• STATED EXERCISE: Rewrite everything from the line containing "[tag] chimney: a pin per instance" down to the end of the records, swapping "spectator" for "onlooker" and changing nothing else. Leave the pictures out of your answer.

= = = = = = =

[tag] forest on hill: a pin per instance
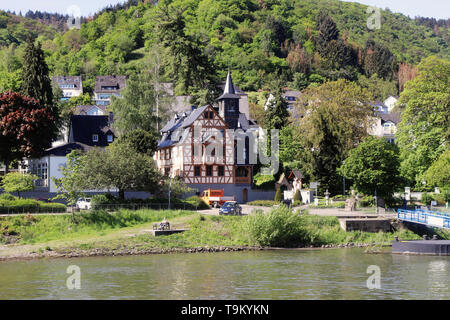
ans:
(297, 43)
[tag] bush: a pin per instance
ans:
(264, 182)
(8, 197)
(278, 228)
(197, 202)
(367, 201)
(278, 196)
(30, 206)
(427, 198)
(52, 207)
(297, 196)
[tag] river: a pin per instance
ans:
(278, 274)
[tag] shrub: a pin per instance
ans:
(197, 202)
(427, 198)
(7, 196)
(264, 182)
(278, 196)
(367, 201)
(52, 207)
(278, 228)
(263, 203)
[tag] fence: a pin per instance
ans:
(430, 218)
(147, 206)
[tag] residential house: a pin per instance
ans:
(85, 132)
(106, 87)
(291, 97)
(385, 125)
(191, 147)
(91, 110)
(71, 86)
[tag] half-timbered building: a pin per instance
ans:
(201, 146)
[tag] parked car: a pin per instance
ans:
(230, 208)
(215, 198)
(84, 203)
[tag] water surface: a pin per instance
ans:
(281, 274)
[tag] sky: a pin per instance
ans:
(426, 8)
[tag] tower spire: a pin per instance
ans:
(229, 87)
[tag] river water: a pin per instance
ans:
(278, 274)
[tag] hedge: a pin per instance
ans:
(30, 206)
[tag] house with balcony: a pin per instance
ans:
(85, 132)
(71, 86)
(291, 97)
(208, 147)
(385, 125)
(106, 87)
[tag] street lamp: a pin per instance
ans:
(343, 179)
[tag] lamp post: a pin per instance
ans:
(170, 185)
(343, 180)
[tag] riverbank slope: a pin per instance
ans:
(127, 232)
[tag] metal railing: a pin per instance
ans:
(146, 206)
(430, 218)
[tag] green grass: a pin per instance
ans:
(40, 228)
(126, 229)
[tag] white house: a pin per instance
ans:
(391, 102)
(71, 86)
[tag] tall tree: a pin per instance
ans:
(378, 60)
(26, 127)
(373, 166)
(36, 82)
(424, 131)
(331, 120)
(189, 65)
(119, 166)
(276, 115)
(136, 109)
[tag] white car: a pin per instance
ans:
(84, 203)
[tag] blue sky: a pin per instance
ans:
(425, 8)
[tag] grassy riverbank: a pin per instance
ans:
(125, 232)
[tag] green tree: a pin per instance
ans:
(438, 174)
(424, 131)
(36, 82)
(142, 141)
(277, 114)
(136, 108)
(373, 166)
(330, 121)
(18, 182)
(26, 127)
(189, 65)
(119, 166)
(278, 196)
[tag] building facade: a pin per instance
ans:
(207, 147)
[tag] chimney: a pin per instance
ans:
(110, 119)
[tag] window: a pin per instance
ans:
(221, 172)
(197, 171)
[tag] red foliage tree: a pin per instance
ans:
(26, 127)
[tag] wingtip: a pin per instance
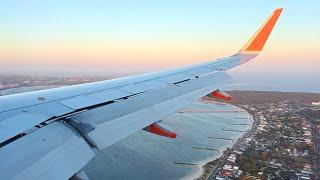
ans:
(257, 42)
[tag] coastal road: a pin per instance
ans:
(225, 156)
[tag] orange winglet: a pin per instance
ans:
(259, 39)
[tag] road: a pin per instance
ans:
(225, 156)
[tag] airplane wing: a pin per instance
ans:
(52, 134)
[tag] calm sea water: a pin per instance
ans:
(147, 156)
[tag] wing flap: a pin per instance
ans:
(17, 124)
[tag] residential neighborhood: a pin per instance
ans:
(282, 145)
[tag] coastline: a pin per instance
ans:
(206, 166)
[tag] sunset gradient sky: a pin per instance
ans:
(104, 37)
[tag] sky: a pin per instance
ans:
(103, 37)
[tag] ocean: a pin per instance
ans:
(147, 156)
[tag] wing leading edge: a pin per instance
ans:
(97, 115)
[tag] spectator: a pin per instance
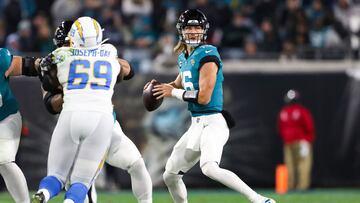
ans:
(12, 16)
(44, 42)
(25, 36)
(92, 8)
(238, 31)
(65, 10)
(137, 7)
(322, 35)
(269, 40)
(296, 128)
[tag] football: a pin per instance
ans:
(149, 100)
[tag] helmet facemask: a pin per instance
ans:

= = = = = = =

• REPLY TO THE EXERCISE:
[tag] chimney: a pin per instance
ans:
(110, 119)
[tag] window: a pin per instance
ans:
(221, 172)
(197, 171)
[tag] red foliage tree: a pin per instance
ans:
(26, 127)
[tag] wingtip: a pin per instance
ans:
(257, 42)
[tag] coastal road: a pin per instance
ans:
(225, 156)
[tag] orange winglet: a pin per instance
ans:
(259, 39)
[tag] road: a pin per instance
ans:
(225, 156)
[tag] airplane wing: a pin per instance
ans:
(52, 134)
[tag] calm sea water: a pin per instance
ans:
(147, 156)
[tag] wing flap: a pin per instance
ans:
(17, 124)
[tag] residential neighborhood: a pin per instance
ans:
(282, 145)
[tag] coastline: a pin per instance
ans:
(206, 166)
[tag] sunset gradient sky: a pin per instance
ans:
(104, 37)
[tag] sky: a pin per instance
ans:
(103, 37)
[tag] ocean: a pin per instance
ans:
(147, 156)
[tag] wing leading edge: a pin per instance
ans:
(97, 115)
[tag] onlooker: a pin per instance
ans:
(12, 16)
(44, 42)
(25, 36)
(92, 8)
(238, 31)
(65, 10)
(137, 7)
(322, 35)
(269, 40)
(296, 128)
[tag] football: a pin per instance
ans:
(149, 100)
[tag] helmet facemask: a pin per instance
ans:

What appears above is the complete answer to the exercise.